● **Document text**
MyHealthNewsDaily recently reported on the rising rate of cesareans, especially among first-time mothers.
“The most concerning problem is the high rate in first-time mothers,” said Dr. Jun Zhang, a medical researcher at the National Institutes of Health and co-author of a new report on cesarean delivery practices.
In his study, published in the American Journal of Obstetrics & Gynecology last month, Zhang looked at medical records of 228,668 women who had delivered babies in 19 hospitals across the country, to determine the factors involved in cesarean deliveries.
The study underscored a shift — one that has been in the making since the mid-twentieth century — in how hospitals approach the birth process. The shift is toward a more streamlined labor and delivery, and profoundly affects mothers-to-be.
In the case of rising C-sections, Zhang wrote in the report, this shift is not likely to reverse any time soon.
The study cites “failure to wait” as one medical practice impacting cesareans among first-time moms.
In Zhang’s study, however, he found that many patients weren’t given a sufficiently long time period to allow their labor to progress. In other words, doctors were calling it quits on waiting and opting for a C-section too soon — often before the patient’s cervix was dilated to 6 centimeters.
This was especially true in cases of induced labor, during which a woman is given the hormone oxytocin (also called by its brand name, Pitocin) to initiate labor: Almost half of the C-sections in these women occurred before they were 6 centimeters dilated, Zhang found.
Defensive medicine is also at work when it comes to VBAC.

● **Records provided**

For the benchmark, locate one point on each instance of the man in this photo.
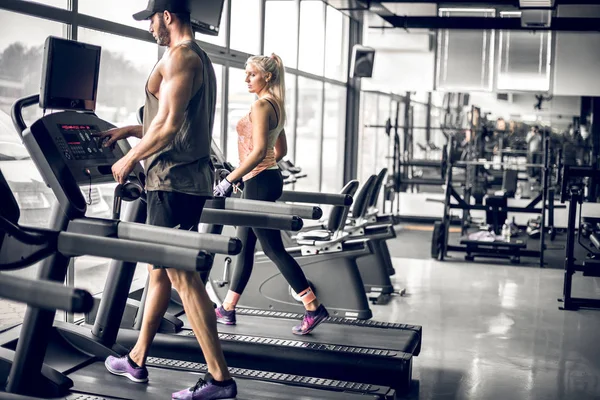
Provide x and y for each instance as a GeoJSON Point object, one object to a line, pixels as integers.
{"type": "Point", "coordinates": [175, 145]}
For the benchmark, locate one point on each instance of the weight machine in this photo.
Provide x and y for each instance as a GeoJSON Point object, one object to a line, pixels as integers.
{"type": "Point", "coordinates": [496, 209]}
{"type": "Point", "coordinates": [573, 189]}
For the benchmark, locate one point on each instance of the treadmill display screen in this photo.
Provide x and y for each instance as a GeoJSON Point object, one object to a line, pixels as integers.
{"type": "Point", "coordinates": [79, 143]}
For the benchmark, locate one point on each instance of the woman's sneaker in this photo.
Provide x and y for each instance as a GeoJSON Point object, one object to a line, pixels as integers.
{"type": "Point", "coordinates": [124, 367]}
{"type": "Point", "coordinates": [225, 317]}
{"type": "Point", "coordinates": [311, 320]}
{"type": "Point", "coordinates": [208, 389]}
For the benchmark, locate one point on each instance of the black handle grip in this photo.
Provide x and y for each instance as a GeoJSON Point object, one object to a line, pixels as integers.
{"type": "Point", "coordinates": [16, 111]}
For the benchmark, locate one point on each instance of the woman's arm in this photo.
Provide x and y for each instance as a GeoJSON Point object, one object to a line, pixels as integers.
{"type": "Point", "coordinates": [281, 146]}
{"type": "Point", "coordinates": [260, 132]}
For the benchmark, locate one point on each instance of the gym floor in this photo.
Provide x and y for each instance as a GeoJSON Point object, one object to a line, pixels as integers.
{"type": "Point", "coordinates": [490, 331]}
{"type": "Point", "coordinates": [493, 331]}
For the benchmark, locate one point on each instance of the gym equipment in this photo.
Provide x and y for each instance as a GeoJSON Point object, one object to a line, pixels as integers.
{"type": "Point", "coordinates": [74, 360]}
{"type": "Point", "coordinates": [572, 189]}
{"type": "Point", "coordinates": [375, 268]}
{"type": "Point", "coordinates": [495, 209]}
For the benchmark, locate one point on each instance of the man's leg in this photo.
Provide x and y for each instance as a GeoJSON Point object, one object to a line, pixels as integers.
{"type": "Point", "coordinates": [201, 314]}
{"type": "Point", "coordinates": [160, 213]}
{"type": "Point", "coordinates": [157, 302]}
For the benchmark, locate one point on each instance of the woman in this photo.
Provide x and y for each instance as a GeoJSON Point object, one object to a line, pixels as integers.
{"type": "Point", "coordinates": [261, 143]}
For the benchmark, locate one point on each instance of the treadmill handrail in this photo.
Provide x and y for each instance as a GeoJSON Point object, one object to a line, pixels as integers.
{"type": "Point", "coordinates": [268, 207]}
{"type": "Point", "coordinates": [180, 238]}
{"type": "Point", "coordinates": [45, 294]}
{"type": "Point", "coordinates": [75, 244]}
{"type": "Point", "coordinates": [332, 199]}
{"type": "Point", "coordinates": [253, 219]}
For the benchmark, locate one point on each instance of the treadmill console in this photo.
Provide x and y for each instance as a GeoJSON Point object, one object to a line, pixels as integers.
{"type": "Point", "coordinates": [78, 142]}
{"type": "Point", "coordinates": [69, 144]}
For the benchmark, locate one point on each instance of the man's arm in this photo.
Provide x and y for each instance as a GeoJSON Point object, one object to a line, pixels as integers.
{"type": "Point", "coordinates": [281, 146]}
{"type": "Point", "coordinates": [175, 93]}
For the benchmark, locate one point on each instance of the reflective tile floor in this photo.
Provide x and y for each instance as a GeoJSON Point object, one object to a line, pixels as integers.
{"type": "Point", "coordinates": [495, 332]}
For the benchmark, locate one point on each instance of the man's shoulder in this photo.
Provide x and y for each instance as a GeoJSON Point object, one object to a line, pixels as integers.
{"type": "Point", "coordinates": [184, 56]}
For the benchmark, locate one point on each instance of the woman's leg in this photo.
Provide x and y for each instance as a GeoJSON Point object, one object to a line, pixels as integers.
{"type": "Point", "coordinates": [242, 268]}
{"type": "Point", "coordinates": [272, 245]}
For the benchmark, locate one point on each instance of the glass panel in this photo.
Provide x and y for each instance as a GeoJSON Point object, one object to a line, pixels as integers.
{"type": "Point", "coordinates": [308, 132]}
{"type": "Point", "coordinates": [382, 140]}
{"type": "Point", "coordinates": [419, 131]}
{"type": "Point", "coordinates": [245, 25]}
{"type": "Point", "coordinates": [290, 109]}
{"type": "Point", "coordinates": [238, 105]}
{"type": "Point", "coordinates": [116, 11]}
{"type": "Point", "coordinates": [524, 59]}
{"type": "Point", "coordinates": [220, 39]}
{"type": "Point", "coordinates": [20, 73]}
{"type": "Point", "coordinates": [334, 127]}
{"type": "Point", "coordinates": [465, 58]}
{"type": "Point", "coordinates": [53, 3]}
{"type": "Point", "coordinates": [366, 139]}
{"type": "Point", "coordinates": [312, 40]}
{"type": "Point", "coordinates": [281, 30]}
{"type": "Point", "coordinates": [217, 134]}
{"type": "Point", "coordinates": [336, 50]}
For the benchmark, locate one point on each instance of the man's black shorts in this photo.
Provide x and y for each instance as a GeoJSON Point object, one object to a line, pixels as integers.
{"type": "Point", "coordinates": [174, 210]}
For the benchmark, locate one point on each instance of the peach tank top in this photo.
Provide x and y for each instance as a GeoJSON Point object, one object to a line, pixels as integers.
{"type": "Point", "coordinates": [245, 145]}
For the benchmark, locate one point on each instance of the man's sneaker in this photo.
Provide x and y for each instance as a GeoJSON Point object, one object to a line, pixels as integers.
{"type": "Point", "coordinates": [208, 389]}
{"type": "Point", "coordinates": [311, 320]}
{"type": "Point", "coordinates": [123, 367]}
{"type": "Point", "coordinates": [225, 317]}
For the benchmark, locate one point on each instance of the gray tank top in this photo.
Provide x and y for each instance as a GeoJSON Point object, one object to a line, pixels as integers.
{"type": "Point", "coordinates": [184, 165]}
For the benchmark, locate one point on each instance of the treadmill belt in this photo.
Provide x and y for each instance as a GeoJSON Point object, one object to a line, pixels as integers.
{"type": "Point", "coordinates": [331, 320]}
{"type": "Point", "coordinates": [94, 379]}
{"type": "Point", "coordinates": [406, 341]}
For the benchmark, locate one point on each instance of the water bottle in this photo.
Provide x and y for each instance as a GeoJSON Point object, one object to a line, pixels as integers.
{"type": "Point", "coordinates": [506, 231]}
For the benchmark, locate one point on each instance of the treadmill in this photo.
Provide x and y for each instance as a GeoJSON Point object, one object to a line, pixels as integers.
{"type": "Point", "coordinates": [370, 351]}
{"type": "Point", "coordinates": [53, 359]}
{"type": "Point", "coordinates": [20, 247]}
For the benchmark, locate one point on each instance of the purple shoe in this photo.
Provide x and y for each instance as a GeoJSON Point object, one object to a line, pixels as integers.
{"type": "Point", "coordinates": [122, 366]}
{"type": "Point", "coordinates": [225, 317]}
{"type": "Point", "coordinates": [208, 389]}
{"type": "Point", "coordinates": [311, 320]}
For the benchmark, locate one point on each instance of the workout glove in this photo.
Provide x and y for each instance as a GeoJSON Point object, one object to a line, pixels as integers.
{"type": "Point", "coordinates": [223, 189]}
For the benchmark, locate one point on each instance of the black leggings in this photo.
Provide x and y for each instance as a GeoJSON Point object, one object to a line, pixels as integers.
{"type": "Point", "coordinates": [266, 186]}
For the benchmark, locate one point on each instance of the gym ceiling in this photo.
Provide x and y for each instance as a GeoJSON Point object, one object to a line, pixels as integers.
{"type": "Point", "coordinates": [554, 15]}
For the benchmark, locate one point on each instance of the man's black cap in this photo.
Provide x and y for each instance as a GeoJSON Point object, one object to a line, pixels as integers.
{"type": "Point", "coordinates": [154, 6]}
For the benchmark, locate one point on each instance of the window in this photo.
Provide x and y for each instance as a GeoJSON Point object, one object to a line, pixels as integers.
{"type": "Point", "coordinates": [116, 11]}
{"type": "Point", "coordinates": [366, 140]}
{"type": "Point", "coordinates": [53, 3]}
{"type": "Point", "coordinates": [312, 36]}
{"type": "Point", "coordinates": [381, 139]}
{"type": "Point", "coordinates": [20, 73]}
{"type": "Point", "coordinates": [281, 30]}
{"type": "Point", "coordinates": [220, 39]}
{"type": "Point", "coordinates": [308, 132]}
{"type": "Point", "coordinates": [290, 110]}
{"type": "Point", "coordinates": [336, 42]}
{"type": "Point", "coordinates": [465, 58]}
{"type": "Point", "coordinates": [524, 59]}
{"type": "Point", "coordinates": [245, 25]}
{"type": "Point", "coordinates": [217, 134]}
{"type": "Point", "coordinates": [239, 104]}
{"type": "Point", "coordinates": [334, 127]}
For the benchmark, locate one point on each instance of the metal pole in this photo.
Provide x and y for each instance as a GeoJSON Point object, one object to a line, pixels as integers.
{"type": "Point", "coordinates": [545, 172]}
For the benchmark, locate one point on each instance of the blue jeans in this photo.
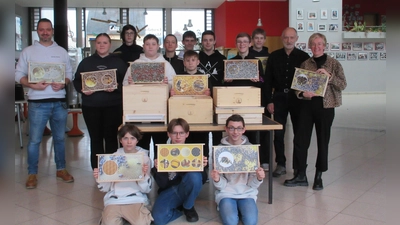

● **What to work on**
1. In the article on cesarean deliveries, how many women's medical records did Zhang examine?
2. Pick up the article on cesarean deliveries after its final sentence and extend it.
The lines have nothing to do with the article on cesarean deliveries.

● **Results of the exercise**
1. 228,668 women

2.
Another factor contributing to the record-high cesarean rates is a drastic decline in vaginal births after cesarean (VBAC). Zhang found that 70 percent of women in his study who had previously undergone a cesarean delivery had C-sections with their subsequent pregnancies, without attempting vaginal delivery.
One reason for this is a fear of lawsuits. If a physician doesn’t perform a C-section, and something goes wrong with a patient who previously had a C-section, the law often does not protect the physician, said Dr. Daniel Roshan, an obstetrician and gynecologist (ob-gyn) at New York University Langone Medical Center.
ICAN Education Director Krista Cornish Scott comments on ACOG’s revised VBAC guidelines:
“We’re hopeful that this statement will push hospitals to reverse their bans, but we haven’t seen significant change yet,” said Krista Cornish Scott, the education director of ICAN, who herself had two complication-free VBACs.
And again about the perils of the current medical model of birth and the need for change:
“It’s an intimidating system,” ICAN’s Scott said, “You almost need to bring a medical researcher and a lawyer with you to the hospital if you want to control how you give birth.”
“We’re fighting a cultural issue,” Scott said, that extends beyond C-sections.
She said, “We need to change the entire way we view birth and we have to be able to trust our caregivers. The alternative would be terrifying.”